__Extract provided__:
--

In 2003, The Oregonian called Ya Hala "a Lebanese restaurant also on the top of many critics' lists". The newspaper said in 2004:
Lots of Lebanese restaurants are family affairs, but few are so gracious and dear that the customers feel they've been adopted by the evening's end. That happens here. Host John Attar works the front, spinning funny stories about the history of dishes and waxing about how he feels Lebanese wines are underrated, while his wife, Mirna Attar, creates stunningly good food in the back. The combination is the perfect marriage of personality and great flavors.

In 2008, The Oregonian said, "Every neighborhood should be so lucky to have a family diner like this: loud and bustling, with well-priced, piled-high plates of Lebanese food and a Mideast grocery store next door. Best dishes are found in the meze and grill sections." Michael Russell included the restaurant in the newspaper's 2019 "ultimate guide to Portland's 40 best brunches". In Walking Portland (2019), Becky Ohlsen called Ya Hala "an excellent choice if you're hungry" and said the restaurant was among the first established along a section of Southeast Stark Street.

In 2015, Benjamin Tepler of Portland Monthly said Ya Hala was "widely considered one of the city's best Middle Eastern restaurants". Ya Hala was a runner-up in the Best Mediterranean Restaurant category of Willamette Weeks annual 'Best of Portland' reader's poll in In 2016, 2017, and 2022. In the newspaper's 2019 list of the 10 "best places to get hummus in Portland", Shannon Gormley described the hummus as "a wholesome treat" with a "rich, nutty flavor and unobtrusive consistency". Alex Frane selected Ya Hala for Montavilla in Thrillist's 2019 list of the "best brunch spots in 17 Portland neighborhoods".

--

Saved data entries
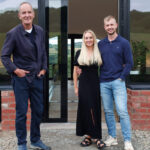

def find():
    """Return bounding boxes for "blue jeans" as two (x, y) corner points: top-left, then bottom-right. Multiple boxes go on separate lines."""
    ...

(100, 79), (131, 141)
(12, 76), (43, 145)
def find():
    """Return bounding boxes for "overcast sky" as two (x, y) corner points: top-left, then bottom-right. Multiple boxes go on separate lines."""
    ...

(130, 0), (150, 12)
(0, 0), (150, 12)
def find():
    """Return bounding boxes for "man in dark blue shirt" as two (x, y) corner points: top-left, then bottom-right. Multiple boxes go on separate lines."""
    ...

(98, 16), (134, 150)
(1, 2), (51, 150)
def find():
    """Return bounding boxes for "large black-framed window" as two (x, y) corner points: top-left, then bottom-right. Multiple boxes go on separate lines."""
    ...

(39, 0), (68, 122)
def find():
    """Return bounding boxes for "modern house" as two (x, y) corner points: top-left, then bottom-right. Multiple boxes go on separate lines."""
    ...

(0, 0), (150, 130)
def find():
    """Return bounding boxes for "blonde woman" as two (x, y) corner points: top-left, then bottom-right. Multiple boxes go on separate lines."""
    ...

(73, 30), (105, 149)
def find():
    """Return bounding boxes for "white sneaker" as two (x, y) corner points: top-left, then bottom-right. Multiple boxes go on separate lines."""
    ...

(104, 135), (118, 146)
(124, 141), (134, 150)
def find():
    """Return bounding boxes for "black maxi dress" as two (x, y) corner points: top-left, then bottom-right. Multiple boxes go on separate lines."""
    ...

(74, 50), (102, 139)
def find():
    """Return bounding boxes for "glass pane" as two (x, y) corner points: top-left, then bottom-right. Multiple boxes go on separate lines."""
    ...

(130, 0), (150, 82)
(67, 39), (71, 78)
(49, 0), (61, 118)
(0, 0), (38, 85)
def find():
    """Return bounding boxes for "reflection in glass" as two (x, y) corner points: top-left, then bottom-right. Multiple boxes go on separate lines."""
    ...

(49, 0), (61, 118)
(130, 0), (150, 82)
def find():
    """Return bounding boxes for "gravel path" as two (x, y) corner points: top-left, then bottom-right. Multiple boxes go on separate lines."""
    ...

(0, 125), (150, 150)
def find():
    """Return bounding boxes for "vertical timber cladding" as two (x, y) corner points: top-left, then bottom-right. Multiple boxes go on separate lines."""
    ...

(68, 0), (118, 39)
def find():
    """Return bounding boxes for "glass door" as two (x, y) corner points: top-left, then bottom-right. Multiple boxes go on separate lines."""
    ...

(48, 0), (67, 122)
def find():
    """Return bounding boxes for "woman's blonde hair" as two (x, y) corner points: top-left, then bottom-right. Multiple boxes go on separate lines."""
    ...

(78, 29), (102, 66)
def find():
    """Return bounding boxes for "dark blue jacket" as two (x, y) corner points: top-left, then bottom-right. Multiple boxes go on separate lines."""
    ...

(98, 35), (133, 82)
(1, 24), (47, 78)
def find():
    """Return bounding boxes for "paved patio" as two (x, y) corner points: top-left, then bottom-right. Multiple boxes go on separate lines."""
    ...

(0, 123), (150, 150)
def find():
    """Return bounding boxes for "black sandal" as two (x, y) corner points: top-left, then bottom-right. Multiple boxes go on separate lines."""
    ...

(80, 137), (92, 147)
(96, 139), (106, 150)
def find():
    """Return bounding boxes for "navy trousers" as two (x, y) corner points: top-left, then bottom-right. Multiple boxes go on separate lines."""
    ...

(12, 76), (43, 145)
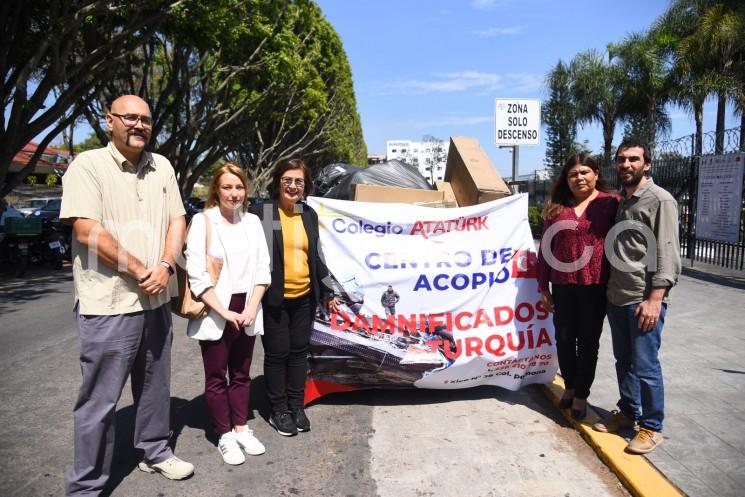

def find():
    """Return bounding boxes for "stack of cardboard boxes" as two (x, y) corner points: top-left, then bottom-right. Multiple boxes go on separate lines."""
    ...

(353, 136), (510, 207)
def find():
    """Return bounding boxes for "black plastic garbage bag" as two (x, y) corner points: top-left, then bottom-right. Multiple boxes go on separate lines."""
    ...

(324, 160), (432, 200)
(313, 163), (360, 197)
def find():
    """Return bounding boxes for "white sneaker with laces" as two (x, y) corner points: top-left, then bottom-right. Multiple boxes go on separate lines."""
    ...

(137, 456), (194, 480)
(233, 427), (266, 456)
(217, 431), (246, 466)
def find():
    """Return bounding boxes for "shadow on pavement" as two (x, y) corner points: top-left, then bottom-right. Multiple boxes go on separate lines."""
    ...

(311, 385), (569, 427)
(0, 264), (72, 313)
(683, 267), (745, 290)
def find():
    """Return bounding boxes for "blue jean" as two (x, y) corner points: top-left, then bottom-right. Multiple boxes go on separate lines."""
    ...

(608, 304), (667, 432)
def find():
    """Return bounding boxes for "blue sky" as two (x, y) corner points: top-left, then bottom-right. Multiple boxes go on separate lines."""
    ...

(316, 0), (739, 176)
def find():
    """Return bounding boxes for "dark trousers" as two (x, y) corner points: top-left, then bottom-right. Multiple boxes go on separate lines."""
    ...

(65, 305), (173, 496)
(552, 285), (606, 399)
(199, 293), (256, 435)
(261, 295), (316, 412)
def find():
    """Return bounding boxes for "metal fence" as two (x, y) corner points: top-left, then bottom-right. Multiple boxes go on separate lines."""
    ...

(521, 127), (745, 271)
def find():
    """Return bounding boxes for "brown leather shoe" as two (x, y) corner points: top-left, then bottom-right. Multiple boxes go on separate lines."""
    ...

(626, 427), (663, 454)
(592, 411), (638, 433)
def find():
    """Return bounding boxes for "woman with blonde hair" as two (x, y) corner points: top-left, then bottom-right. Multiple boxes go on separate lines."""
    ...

(538, 154), (618, 420)
(186, 163), (271, 464)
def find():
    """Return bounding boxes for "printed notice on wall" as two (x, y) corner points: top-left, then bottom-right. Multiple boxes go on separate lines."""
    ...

(696, 153), (745, 242)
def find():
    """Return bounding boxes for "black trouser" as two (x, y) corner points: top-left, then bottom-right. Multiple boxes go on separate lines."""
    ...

(551, 285), (606, 399)
(261, 294), (316, 412)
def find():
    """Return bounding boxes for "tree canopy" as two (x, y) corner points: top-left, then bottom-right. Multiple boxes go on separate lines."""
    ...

(545, 0), (745, 163)
(0, 0), (366, 196)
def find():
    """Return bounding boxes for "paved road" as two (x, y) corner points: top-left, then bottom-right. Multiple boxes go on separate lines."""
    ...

(589, 268), (745, 497)
(0, 268), (627, 497)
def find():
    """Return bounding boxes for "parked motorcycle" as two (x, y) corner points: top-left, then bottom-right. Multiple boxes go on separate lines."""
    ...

(0, 218), (42, 277)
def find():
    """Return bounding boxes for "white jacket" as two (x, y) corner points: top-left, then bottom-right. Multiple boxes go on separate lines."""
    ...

(186, 207), (272, 340)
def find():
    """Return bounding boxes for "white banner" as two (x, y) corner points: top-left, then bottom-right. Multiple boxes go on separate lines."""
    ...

(308, 195), (557, 391)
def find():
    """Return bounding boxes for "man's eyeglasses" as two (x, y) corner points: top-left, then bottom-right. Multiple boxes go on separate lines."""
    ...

(110, 112), (153, 128)
(279, 176), (305, 188)
(616, 155), (642, 164)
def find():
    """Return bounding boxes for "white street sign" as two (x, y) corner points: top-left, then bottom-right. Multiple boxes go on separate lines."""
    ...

(494, 98), (541, 146)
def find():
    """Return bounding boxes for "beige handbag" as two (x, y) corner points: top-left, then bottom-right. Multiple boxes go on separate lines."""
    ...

(171, 216), (222, 319)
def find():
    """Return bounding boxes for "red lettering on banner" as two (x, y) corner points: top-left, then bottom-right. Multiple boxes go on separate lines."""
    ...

(466, 337), (483, 357)
(330, 311), (352, 331)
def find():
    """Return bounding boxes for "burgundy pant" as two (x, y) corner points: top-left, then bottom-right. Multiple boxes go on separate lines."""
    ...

(199, 293), (256, 435)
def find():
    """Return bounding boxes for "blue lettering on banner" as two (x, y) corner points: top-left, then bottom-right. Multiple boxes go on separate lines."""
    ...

(331, 217), (404, 237)
(414, 267), (510, 292)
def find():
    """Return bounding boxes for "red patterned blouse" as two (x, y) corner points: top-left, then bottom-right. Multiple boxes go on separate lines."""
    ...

(538, 191), (619, 290)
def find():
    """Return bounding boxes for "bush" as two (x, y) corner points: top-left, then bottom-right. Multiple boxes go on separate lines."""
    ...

(528, 205), (543, 239)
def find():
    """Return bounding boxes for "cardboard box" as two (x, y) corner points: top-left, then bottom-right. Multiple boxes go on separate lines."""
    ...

(435, 181), (458, 207)
(352, 184), (444, 205)
(445, 136), (511, 207)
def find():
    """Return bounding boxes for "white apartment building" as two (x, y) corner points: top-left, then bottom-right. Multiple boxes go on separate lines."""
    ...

(386, 139), (450, 185)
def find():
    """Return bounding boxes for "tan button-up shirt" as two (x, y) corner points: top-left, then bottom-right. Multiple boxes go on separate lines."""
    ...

(60, 142), (185, 315)
(606, 178), (681, 306)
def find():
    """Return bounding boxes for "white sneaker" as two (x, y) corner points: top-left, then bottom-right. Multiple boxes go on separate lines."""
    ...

(217, 431), (246, 466)
(233, 427), (266, 456)
(137, 456), (194, 480)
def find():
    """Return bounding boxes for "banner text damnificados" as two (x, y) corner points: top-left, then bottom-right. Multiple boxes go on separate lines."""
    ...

(331, 302), (553, 360)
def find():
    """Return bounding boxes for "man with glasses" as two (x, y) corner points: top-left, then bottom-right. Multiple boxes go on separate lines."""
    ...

(593, 138), (681, 454)
(60, 95), (194, 496)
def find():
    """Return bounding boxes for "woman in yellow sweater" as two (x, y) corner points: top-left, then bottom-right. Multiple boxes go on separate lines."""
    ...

(251, 159), (336, 436)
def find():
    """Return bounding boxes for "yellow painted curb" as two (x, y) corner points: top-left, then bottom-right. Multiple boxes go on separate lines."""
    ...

(543, 375), (685, 497)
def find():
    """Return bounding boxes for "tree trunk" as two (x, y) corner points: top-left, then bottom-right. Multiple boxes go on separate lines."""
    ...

(693, 102), (704, 157)
(603, 118), (615, 167)
(714, 93), (727, 154)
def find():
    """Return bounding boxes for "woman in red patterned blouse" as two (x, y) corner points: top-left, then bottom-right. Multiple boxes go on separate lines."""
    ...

(538, 154), (619, 419)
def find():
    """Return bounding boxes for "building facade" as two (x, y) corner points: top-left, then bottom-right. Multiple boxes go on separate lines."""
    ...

(386, 138), (450, 185)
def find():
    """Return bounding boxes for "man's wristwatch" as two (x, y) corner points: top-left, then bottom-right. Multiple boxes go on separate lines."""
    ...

(160, 261), (176, 274)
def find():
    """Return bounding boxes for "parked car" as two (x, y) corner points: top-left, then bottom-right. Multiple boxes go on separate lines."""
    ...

(32, 198), (62, 219)
(15, 197), (60, 217)
(0, 200), (24, 242)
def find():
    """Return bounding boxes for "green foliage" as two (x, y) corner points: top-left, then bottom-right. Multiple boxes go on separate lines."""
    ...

(541, 61), (577, 170)
(546, 0), (745, 154)
(73, 133), (103, 154)
(528, 205), (543, 240)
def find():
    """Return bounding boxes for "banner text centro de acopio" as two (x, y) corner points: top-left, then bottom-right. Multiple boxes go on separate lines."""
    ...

(308, 195), (557, 390)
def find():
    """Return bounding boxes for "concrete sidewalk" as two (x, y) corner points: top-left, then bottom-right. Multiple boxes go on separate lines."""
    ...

(589, 270), (745, 497)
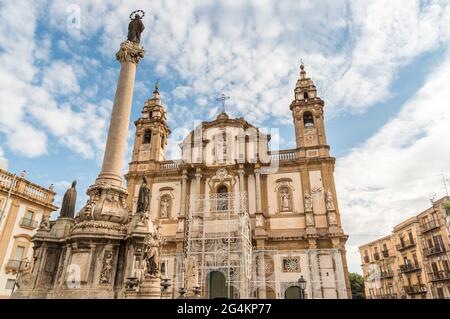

--

__Complete the following__:
[1] Copy word for word the part of the passage on Ya Hala that begins at the words "In 2003, The" and stops after the words "and great flavors.".
[2] Write what comes next in the passage on Ya Hala's reviews, continuing from its last sentence.
The items are separate material and are not part of the passage on Ya Hala.

__Answers provided__:
[1]
In 2003, The Oregonian called Ya Hala "a Lebanese restaurant also on the top of many critics' lists". The newspaper said in 2004:
Lots of Lebanese restaurants are family affairs, but few are so gracious and dear that the customers feel they've been adopted by the evening's end. That happens here. Host John Attar works the front, spinning funny stories about the history of dishes and waxing about how he feels Lebanese wines are underrated, while his wife, Mirna Attar, creates stunningly good food in the back. The combination is the perfect marriage of personality and great flavors.

[2]
The restaurant has been included in multiple lists published by Eater Portland, including Chad Walsh's 2016 list of "Portland restaurants with killer delivery options", Nick Woo's 2020 overview of "where to find saucy shakshuka in Portland", and Lauren Carlos and Michelle DeVona's 2020 overview of "where to find next-level hummus in Portland". In the website's 2022 overview of recommended eateries in Montavilla, Alex Frane and Nathan Williams wrote: "A stucco wall painted with faux windows adds an immersive charm to Ya Hala, one of the city's best Lebanese restaurants. Most nights of the week, families and couples on dates fill its dining room, with tables covered in baba ghanoush, shawarma, lamb sausages, rice-stuffed grape leaves, and much more."